### SHORT TASK:
Return each of the entries below line for line, without the pictures.

Entries of labeled points:
******************************
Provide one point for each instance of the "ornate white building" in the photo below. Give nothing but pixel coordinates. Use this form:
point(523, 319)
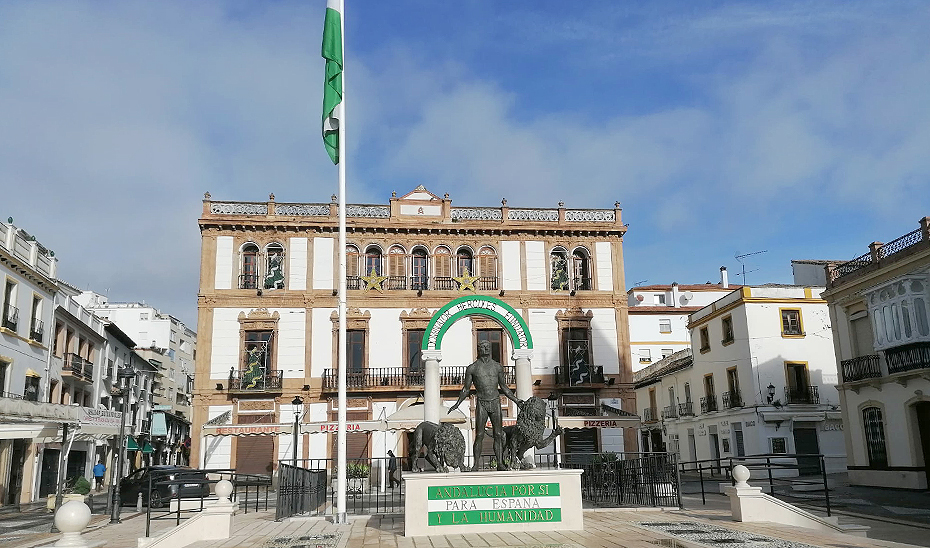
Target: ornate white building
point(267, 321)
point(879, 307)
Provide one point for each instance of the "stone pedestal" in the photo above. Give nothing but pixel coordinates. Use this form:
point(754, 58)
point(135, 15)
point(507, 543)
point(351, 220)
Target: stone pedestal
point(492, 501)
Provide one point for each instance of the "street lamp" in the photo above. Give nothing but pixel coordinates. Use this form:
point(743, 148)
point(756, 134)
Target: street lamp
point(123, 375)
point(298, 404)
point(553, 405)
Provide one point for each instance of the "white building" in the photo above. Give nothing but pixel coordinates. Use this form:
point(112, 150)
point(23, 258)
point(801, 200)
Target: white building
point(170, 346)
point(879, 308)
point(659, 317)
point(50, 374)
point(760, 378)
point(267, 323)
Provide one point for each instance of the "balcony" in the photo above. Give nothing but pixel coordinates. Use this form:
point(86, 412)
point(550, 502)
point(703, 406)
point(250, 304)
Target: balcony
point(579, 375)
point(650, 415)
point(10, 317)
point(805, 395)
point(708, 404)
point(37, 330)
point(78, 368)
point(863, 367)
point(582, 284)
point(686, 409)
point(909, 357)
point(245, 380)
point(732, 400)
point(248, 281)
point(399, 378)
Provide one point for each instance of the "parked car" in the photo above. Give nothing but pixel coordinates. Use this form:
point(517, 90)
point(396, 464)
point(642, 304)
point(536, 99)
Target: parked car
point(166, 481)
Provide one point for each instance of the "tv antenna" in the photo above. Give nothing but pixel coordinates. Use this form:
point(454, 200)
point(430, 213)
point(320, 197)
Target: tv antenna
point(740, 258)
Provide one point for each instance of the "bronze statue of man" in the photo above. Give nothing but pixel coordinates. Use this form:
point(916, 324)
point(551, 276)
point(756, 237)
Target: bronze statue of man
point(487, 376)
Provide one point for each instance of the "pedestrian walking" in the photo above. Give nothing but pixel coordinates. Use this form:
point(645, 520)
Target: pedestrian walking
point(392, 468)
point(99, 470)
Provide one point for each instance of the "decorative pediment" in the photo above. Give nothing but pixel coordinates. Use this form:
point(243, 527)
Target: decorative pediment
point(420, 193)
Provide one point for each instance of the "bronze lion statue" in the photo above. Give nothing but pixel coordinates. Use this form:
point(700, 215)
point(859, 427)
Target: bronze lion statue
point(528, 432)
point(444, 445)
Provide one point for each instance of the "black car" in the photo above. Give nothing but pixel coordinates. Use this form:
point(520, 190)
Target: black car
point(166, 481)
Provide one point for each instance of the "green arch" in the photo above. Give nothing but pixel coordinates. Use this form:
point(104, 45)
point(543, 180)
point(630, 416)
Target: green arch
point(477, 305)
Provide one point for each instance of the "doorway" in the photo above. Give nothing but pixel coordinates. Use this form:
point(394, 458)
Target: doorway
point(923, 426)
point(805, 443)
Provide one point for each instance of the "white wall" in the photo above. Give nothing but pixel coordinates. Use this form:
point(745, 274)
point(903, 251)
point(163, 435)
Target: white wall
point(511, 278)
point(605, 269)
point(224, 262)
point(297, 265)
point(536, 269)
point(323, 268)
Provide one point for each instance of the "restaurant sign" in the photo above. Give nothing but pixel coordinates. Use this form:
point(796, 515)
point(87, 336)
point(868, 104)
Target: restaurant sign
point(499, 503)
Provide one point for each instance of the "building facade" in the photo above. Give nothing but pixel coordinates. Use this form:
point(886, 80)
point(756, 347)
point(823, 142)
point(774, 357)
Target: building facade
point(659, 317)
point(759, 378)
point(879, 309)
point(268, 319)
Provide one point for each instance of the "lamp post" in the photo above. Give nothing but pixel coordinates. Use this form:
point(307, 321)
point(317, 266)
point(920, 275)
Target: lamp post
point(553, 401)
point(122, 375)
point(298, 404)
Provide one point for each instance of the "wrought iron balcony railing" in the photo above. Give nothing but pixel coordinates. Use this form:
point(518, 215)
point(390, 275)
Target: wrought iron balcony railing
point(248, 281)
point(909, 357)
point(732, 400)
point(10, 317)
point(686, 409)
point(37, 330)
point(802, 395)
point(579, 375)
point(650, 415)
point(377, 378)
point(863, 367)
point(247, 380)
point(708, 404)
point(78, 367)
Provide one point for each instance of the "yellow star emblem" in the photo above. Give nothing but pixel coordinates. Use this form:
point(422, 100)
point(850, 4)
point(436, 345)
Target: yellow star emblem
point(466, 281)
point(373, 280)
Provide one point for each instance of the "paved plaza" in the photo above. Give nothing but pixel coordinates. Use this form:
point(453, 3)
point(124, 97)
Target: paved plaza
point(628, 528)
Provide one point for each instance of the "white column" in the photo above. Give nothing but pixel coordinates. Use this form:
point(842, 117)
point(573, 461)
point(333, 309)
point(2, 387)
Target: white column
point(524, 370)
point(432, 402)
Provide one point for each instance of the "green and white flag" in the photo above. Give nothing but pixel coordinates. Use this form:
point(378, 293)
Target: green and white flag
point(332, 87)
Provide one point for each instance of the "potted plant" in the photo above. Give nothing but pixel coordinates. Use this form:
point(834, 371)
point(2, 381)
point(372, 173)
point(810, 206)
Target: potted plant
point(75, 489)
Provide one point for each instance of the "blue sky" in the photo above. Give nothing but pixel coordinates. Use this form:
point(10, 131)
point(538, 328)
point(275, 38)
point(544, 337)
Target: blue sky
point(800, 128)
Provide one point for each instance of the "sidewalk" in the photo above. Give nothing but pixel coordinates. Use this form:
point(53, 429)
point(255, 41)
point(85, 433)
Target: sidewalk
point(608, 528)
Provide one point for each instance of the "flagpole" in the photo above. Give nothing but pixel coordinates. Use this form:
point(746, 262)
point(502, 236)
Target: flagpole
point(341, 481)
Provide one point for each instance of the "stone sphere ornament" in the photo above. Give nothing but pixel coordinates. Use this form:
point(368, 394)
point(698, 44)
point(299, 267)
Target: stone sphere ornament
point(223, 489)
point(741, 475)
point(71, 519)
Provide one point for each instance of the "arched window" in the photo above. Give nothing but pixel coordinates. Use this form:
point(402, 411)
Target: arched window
******************************
### THE COMPLETED TASK:
Provide one point for each instance of the "ornate white building" in the photo below. Give nothing but pixel coordinates. Use this form:
point(523, 319)
Target: ornate white building
point(267, 321)
point(879, 307)
Provide one point for each instance of the "stone pedestal" in the photo above. Give nothing but pixel coordinates. Use this form:
point(754, 58)
point(135, 15)
point(507, 543)
point(351, 220)
Target: stone pedestal
point(492, 501)
Provide one point for each instance of the "street lamp" in the photo above. Give nothing but pixel coordinates. Use this form:
point(743, 148)
point(756, 134)
Target: street lamp
point(123, 375)
point(298, 404)
point(553, 405)
Provide one point for each instance of the "white building" in the photo above. Give nothing but pixel coordinates. Use this form:
point(112, 150)
point(23, 258)
point(801, 200)
Target: white building
point(170, 346)
point(879, 308)
point(659, 317)
point(50, 374)
point(760, 378)
point(267, 323)
Provide one point for each instance of the "balcony" in the photo above. Give nothing but pixel coordinates. Use this form:
point(86, 412)
point(550, 502)
point(703, 406)
point(250, 304)
Target: balcony
point(579, 375)
point(650, 415)
point(10, 317)
point(805, 395)
point(708, 404)
point(37, 330)
point(78, 368)
point(863, 367)
point(582, 284)
point(686, 409)
point(909, 357)
point(245, 380)
point(732, 400)
point(248, 281)
point(399, 378)
Provide one point for each instance of the "parked car" in the photo above. Give nothing but pixel coordinates. Use this form:
point(517, 90)
point(396, 464)
point(642, 304)
point(536, 99)
Target: parked car
point(166, 481)
Provide one point for each instance of the "tv antenna" in the photo above. Give nothing but pixel coordinates. Use this form:
point(454, 200)
point(430, 213)
point(320, 197)
Target: tv antenna
point(740, 258)
Provide one point for each instance of the "bronze statue of man" in the photo above. Give nothing but pixel coordinates. Use this form:
point(916, 324)
point(551, 276)
point(756, 237)
Target: bronze statue of man
point(487, 376)
Provide one point for each instance of the "pedestrian walking" in the photo above. Give nothing but pixel coordinates. Use this form:
point(645, 520)
Target: pedestrian walking
point(392, 468)
point(99, 470)
Provide one point for each instance of the "decorative pediment" in the photo above. Give nothing but pixel coordinates. Use this form:
point(243, 527)
Target: decorative pediment
point(420, 193)
Provide one point for each instance of the "bronze lion statue" in the photo above. Give nothing but pixel coordinates. Use this form:
point(700, 215)
point(859, 427)
Target: bronze lion statue
point(528, 432)
point(444, 445)
Provide one point for each instance of the "black car" in the photo above. Give nothing but pixel coordinates. Use this form:
point(520, 190)
Target: black car
point(166, 481)
Provide one point for each instance of the "green arch" in the photo above. Give nothing but pixel coordinates. Use this form:
point(104, 45)
point(543, 180)
point(630, 416)
Target: green arch
point(477, 305)
Provide one point for each instance of the "doorway" in the photo above. Give nothing but pixel coordinates. Use this form:
point(394, 458)
Target: doorway
point(923, 426)
point(805, 443)
Provide one point for each instance of the "white wall" in the photo above. Give nothing but pixel coordinates. Use this form:
point(745, 274)
point(903, 251)
point(163, 435)
Target: white wall
point(511, 278)
point(605, 269)
point(224, 262)
point(297, 265)
point(536, 269)
point(323, 268)
Provide one point for each instance of the "restaurant sign" in the photo above. Give nothing but pixel coordinates. Use this form:
point(796, 515)
point(87, 336)
point(868, 104)
Target: restaurant sign
point(499, 503)
Provide one point for each instance of the "building facade" in the photo above. Give nothing but pixel coordinates. Use this form:
point(886, 80)
point(756, 347)
point(823, 142)
point(774, 357)
Target: building facade
point(659, 317)
point(759, 378)
point(879, 309)
point(268, 319)
Provide one point for each instance of the "lamp post" in the photo above. Give nothing but pixel coordinates. Use this form:
point(307, 321)
point(317, 266)
point(920, 275)
Target: lamp post
point(553, 401)
point(122, 375)
point(298, 404)
Provide one point for each instance of the "wrought iron balcony railing" in the photo above. Give nothing but pixel coordinates. Use this form:
point(518, 215)
point(390, 275)
Target: wrought iron balcony railing
point(248, 281)
point(909, 357)
point(732, 400)
point(10, 317)
point(686, 409)
point(37, 330)
point(802, 395)
point(579, 375)
point(650, 415)
point(377, 378)
point(863, 367)
point(247, 380)
point(708, 404)
point(78, 367)
Provide one point for each instance of the "yellow star emblem" in the photo above. Give nothing but pixel coordinates. Use this form:
point(422, 100)
point(850, 4)
point(436, 345)
Target: yellow star emblem
point(466, 281)
point(373, 280)
Provide one point for each instance of the "paved plaza" in the photo above. Give nothing but pixel coordinates. Use this form:
point(453, 3)
point(124, 97)
Target: paved plaza
point(628, 528)
Provide one point for each instance of the "white column" in the photo above. Give nothing but pixel coordinates. Use this form:
point(842, 117)
point(573, 461)
point(333, 309)
point(2, 387)
Target: white column
point(524, 370)
point(432, 402)
Provide one point for each instance of the "green and white flag" in the photo above. Give nothing but pixel coordinates. Use this form:
point(378, 293)
Target: green and white flag
point(332, 87)
Provide one point for each instance of the "potted plant" in the photo above. Give nothing but pixel coordinates. Use this form:
point(834, 371)
point(2, 381)
point(372, 173)
point(810, 206)
Target: potted plant
point(75, 489)
Provide one point for each instance of the "blue sky" in the photo above. Give nothing but pixel coordinates. Use this form:
point(10, 131)
point(538, 328)
point(275, 38)
point(544, 337)
Target: blue sky
point(800, 128)
Provide one point for each instance of the "sidewalk" in the photo above. Give nothing but pixel coordinates. Use this form:
point(53, 429)
point(255, 41)
point(85, 433)
Target: sidewalk
point(608, 528)
Provide one point for each instance of the "flagpole" in the photo above. Give nothing but pixel coordinates. Use this form:
point(746, 262)
point(502, 236)
Target: flagpole
point(341, 481)
Provide one point for each instance of the "stone sphere ornament" in the photo above. Give nothing but pixel coordinates. Use this form:
point(368, 394)
point(698, 44)
point(299, 267)
Target: stone sphere ornament
point(223, 489)
point(741, 475)
point(71, 519)
Provide one point for each instance of the "arched window" in the photo above. Give nothing but pixel coordinates. Use this form:
point(402, 411)
Target: arched window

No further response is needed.